EXERCISE PROMPT:
Reproduce the stretch from the line containing "Exercise. Identify every instance of the round clock" through the line containing "Exercise. Identify every instance of the chandelier", changing "round clock face" to "circular clock face" and keeping everything else unchanged.

+-------+

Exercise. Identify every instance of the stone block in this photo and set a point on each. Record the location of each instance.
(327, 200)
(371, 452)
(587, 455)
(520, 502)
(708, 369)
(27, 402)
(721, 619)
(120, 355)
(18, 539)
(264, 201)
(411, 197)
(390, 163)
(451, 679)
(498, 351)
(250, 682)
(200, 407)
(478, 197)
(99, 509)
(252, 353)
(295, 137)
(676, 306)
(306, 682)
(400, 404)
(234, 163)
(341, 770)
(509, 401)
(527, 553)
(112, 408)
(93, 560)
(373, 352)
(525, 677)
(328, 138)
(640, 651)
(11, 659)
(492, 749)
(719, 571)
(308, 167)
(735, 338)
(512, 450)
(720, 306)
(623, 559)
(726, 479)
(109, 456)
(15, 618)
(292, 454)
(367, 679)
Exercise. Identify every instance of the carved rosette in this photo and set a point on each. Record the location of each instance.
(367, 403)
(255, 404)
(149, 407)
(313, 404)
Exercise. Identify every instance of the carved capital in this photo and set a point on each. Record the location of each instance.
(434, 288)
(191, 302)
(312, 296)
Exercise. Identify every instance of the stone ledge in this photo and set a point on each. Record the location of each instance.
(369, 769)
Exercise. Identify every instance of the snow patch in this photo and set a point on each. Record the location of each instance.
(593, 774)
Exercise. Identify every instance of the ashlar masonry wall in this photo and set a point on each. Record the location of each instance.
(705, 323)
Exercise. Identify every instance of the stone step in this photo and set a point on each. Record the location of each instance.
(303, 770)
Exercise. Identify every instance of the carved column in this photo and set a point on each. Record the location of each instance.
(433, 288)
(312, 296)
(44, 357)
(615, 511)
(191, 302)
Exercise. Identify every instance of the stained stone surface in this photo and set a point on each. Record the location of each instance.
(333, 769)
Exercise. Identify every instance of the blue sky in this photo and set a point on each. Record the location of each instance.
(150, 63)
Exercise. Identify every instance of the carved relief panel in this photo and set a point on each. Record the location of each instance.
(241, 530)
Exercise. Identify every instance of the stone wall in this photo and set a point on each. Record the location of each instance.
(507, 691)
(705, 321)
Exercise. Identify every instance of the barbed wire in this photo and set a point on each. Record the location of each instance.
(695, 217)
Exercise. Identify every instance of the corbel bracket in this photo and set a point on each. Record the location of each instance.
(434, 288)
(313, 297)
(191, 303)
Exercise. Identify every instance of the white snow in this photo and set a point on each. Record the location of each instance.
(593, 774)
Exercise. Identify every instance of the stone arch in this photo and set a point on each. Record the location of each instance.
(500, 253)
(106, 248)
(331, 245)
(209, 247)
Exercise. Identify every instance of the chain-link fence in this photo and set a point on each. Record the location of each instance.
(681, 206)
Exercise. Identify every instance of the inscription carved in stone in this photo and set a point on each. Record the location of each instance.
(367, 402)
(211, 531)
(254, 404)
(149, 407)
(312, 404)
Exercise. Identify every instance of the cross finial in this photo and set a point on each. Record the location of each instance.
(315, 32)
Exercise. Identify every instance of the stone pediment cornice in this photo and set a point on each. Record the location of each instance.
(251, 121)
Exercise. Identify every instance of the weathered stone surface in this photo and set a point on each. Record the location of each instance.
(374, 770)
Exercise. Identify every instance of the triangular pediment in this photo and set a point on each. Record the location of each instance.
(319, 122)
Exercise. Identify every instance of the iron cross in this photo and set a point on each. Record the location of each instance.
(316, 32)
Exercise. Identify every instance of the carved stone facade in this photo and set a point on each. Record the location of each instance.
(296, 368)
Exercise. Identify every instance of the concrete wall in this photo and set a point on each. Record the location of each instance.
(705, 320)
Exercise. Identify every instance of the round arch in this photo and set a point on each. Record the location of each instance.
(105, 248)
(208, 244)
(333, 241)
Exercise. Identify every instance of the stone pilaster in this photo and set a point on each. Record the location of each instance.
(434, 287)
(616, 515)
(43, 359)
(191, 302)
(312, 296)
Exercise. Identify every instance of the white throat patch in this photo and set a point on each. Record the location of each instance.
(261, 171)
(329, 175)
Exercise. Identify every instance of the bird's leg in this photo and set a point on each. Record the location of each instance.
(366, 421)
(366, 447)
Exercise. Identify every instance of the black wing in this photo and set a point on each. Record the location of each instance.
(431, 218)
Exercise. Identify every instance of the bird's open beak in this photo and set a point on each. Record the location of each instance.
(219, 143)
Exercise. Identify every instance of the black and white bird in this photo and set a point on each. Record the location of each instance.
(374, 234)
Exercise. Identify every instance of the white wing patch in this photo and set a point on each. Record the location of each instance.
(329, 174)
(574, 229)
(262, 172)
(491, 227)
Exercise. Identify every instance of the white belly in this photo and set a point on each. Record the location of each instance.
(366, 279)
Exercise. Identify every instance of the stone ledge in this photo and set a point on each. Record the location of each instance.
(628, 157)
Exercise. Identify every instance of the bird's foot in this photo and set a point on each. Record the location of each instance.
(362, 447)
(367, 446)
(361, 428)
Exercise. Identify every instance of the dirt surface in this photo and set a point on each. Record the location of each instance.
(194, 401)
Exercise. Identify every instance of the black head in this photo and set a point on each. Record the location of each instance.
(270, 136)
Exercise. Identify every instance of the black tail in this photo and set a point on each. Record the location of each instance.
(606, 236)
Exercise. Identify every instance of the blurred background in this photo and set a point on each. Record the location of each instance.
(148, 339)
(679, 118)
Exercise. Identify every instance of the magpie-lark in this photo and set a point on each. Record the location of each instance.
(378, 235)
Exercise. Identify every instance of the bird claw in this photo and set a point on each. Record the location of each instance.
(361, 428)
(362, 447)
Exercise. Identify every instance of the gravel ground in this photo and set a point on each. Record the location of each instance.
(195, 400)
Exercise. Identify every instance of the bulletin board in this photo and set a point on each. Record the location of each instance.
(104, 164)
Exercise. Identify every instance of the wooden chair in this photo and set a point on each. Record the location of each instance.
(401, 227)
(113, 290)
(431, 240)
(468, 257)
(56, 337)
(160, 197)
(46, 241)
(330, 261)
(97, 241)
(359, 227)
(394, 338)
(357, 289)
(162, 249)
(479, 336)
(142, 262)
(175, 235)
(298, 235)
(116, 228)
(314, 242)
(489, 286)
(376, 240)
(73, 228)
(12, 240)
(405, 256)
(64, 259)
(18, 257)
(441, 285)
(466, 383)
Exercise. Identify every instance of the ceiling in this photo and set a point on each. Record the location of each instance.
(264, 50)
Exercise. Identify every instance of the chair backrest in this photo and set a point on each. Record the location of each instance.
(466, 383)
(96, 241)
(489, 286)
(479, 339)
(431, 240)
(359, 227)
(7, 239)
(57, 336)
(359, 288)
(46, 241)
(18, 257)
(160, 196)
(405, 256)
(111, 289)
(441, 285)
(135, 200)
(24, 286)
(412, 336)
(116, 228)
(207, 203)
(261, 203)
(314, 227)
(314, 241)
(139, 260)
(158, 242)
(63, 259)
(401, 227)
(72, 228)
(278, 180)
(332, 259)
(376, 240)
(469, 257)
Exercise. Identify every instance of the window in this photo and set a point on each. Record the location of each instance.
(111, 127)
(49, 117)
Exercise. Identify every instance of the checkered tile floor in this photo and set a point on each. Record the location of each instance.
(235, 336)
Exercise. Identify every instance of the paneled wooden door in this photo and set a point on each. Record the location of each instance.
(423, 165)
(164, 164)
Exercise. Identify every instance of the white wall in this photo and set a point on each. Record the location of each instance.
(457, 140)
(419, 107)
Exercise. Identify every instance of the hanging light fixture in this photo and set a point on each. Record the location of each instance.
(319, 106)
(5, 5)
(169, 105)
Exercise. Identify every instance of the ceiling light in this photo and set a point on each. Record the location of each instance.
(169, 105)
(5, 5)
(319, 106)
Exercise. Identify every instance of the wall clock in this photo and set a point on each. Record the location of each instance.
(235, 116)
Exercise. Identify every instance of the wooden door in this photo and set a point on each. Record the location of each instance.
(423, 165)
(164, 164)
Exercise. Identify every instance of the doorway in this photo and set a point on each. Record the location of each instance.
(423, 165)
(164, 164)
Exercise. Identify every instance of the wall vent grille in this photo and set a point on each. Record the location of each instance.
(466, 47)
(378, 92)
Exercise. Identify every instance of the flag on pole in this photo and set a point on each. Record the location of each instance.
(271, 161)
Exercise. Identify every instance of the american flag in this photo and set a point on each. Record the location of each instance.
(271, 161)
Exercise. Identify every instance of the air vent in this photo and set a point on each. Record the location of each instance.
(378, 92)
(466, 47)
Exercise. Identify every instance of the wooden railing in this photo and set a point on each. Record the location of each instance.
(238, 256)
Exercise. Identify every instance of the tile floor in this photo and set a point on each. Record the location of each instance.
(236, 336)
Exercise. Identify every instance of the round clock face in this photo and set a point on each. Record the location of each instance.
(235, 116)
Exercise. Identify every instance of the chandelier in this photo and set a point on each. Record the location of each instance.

+-------+

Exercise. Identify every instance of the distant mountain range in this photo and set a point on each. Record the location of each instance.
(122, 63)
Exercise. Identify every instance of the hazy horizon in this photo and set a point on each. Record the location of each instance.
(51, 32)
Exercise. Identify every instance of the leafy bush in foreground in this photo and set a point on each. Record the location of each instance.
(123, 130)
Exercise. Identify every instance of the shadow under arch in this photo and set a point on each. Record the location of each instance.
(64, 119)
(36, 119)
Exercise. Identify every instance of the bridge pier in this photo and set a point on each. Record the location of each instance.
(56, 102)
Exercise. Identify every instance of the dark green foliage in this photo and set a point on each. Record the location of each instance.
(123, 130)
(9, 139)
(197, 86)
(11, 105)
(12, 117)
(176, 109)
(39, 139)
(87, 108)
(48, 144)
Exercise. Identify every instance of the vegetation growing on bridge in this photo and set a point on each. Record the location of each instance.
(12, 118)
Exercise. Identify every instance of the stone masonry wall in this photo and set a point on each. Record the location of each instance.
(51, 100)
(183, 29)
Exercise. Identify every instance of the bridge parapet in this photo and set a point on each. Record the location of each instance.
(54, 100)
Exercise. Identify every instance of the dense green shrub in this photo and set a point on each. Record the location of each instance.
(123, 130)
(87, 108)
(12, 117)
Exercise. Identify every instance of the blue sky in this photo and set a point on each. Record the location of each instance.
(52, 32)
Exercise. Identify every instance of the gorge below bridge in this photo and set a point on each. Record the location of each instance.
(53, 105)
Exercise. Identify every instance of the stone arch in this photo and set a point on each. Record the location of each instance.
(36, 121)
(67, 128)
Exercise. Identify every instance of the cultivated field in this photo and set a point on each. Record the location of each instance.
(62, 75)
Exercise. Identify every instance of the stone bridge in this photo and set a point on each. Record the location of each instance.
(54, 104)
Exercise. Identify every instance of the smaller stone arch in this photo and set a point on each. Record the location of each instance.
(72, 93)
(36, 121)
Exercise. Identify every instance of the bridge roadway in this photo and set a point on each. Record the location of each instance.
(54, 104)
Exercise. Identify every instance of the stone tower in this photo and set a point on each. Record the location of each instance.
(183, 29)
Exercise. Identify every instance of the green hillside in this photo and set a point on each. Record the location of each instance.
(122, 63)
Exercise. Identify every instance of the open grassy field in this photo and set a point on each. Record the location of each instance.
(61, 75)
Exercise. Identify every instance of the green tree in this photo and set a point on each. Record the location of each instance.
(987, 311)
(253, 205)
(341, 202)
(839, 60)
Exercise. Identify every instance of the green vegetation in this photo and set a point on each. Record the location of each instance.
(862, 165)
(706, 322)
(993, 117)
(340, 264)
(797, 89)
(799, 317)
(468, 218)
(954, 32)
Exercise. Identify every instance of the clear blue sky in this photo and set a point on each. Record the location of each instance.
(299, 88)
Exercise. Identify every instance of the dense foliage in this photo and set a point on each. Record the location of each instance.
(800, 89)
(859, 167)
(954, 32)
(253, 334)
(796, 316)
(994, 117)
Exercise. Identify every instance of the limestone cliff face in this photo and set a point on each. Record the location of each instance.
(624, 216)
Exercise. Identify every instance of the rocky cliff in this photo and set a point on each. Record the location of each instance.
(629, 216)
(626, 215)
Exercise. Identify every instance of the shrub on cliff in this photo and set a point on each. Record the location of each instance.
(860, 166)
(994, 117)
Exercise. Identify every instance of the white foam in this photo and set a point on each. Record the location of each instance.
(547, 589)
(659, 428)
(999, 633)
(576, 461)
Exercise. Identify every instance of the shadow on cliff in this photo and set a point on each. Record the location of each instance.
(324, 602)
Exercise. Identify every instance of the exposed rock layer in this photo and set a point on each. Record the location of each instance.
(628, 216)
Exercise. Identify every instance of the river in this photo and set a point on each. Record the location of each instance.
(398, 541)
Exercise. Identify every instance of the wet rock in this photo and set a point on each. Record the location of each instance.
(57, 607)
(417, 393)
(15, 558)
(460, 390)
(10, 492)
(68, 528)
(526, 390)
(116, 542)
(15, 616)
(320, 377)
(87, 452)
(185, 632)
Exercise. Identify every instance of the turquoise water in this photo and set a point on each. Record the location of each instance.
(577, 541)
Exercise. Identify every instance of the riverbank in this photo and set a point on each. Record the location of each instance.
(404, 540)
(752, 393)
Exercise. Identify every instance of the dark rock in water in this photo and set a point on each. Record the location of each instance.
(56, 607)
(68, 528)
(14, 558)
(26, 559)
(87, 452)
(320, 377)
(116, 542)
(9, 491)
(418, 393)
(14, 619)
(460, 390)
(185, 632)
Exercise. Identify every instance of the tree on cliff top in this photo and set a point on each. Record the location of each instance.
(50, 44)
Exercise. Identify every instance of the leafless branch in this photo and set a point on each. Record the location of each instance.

+-------+

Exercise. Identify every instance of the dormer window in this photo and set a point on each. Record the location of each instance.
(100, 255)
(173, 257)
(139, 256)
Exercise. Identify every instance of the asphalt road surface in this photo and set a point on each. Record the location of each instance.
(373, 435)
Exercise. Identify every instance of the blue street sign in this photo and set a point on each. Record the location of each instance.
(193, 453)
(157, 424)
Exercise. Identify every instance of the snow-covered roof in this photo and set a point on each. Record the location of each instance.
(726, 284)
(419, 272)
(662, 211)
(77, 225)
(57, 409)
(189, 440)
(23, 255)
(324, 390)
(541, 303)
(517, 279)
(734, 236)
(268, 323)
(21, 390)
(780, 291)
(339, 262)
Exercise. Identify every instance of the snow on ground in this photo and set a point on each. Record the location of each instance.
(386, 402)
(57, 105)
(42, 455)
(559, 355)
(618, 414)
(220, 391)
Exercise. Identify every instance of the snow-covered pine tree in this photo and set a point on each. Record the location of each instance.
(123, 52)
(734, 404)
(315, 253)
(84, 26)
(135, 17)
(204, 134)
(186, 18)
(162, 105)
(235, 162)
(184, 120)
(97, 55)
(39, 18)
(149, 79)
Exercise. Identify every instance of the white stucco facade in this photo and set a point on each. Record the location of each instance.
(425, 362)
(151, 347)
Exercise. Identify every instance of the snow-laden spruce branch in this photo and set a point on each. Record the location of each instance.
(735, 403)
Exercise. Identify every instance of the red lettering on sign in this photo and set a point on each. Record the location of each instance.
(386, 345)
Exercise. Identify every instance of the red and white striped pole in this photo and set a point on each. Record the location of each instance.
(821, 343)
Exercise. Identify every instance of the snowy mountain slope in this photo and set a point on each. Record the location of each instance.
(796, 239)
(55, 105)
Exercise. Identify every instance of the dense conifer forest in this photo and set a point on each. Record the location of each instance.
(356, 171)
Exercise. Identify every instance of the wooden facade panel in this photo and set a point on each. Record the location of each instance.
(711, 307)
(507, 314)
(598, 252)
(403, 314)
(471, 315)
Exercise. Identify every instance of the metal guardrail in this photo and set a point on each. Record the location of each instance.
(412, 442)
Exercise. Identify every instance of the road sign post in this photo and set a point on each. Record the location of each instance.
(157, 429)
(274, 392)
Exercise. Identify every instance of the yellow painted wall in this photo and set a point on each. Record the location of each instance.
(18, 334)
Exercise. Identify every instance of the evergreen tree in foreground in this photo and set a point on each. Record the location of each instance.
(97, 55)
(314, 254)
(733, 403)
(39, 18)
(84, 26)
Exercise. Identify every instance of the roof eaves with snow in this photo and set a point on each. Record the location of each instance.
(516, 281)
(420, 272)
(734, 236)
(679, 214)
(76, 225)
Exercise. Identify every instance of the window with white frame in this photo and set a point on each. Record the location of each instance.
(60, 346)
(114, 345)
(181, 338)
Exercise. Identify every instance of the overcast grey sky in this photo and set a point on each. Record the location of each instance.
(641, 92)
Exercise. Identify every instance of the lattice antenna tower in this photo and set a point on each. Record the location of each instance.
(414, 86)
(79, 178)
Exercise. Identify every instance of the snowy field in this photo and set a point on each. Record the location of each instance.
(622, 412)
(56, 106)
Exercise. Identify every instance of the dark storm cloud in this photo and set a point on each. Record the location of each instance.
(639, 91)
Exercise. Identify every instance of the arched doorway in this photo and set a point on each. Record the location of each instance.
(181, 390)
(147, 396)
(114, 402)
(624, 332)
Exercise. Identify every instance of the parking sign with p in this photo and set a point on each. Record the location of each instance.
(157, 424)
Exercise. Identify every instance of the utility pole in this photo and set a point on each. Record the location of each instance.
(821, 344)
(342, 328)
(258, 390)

+-------+

SOLUTION BELOW:
Exercise. Identify every instance of the circular clock face in this photo and set a point on each. Record the location of each instance.
(235, 116)
Exercise. Identify every instance of the chandelier in this photo and set a point on each. Record the location of each instance.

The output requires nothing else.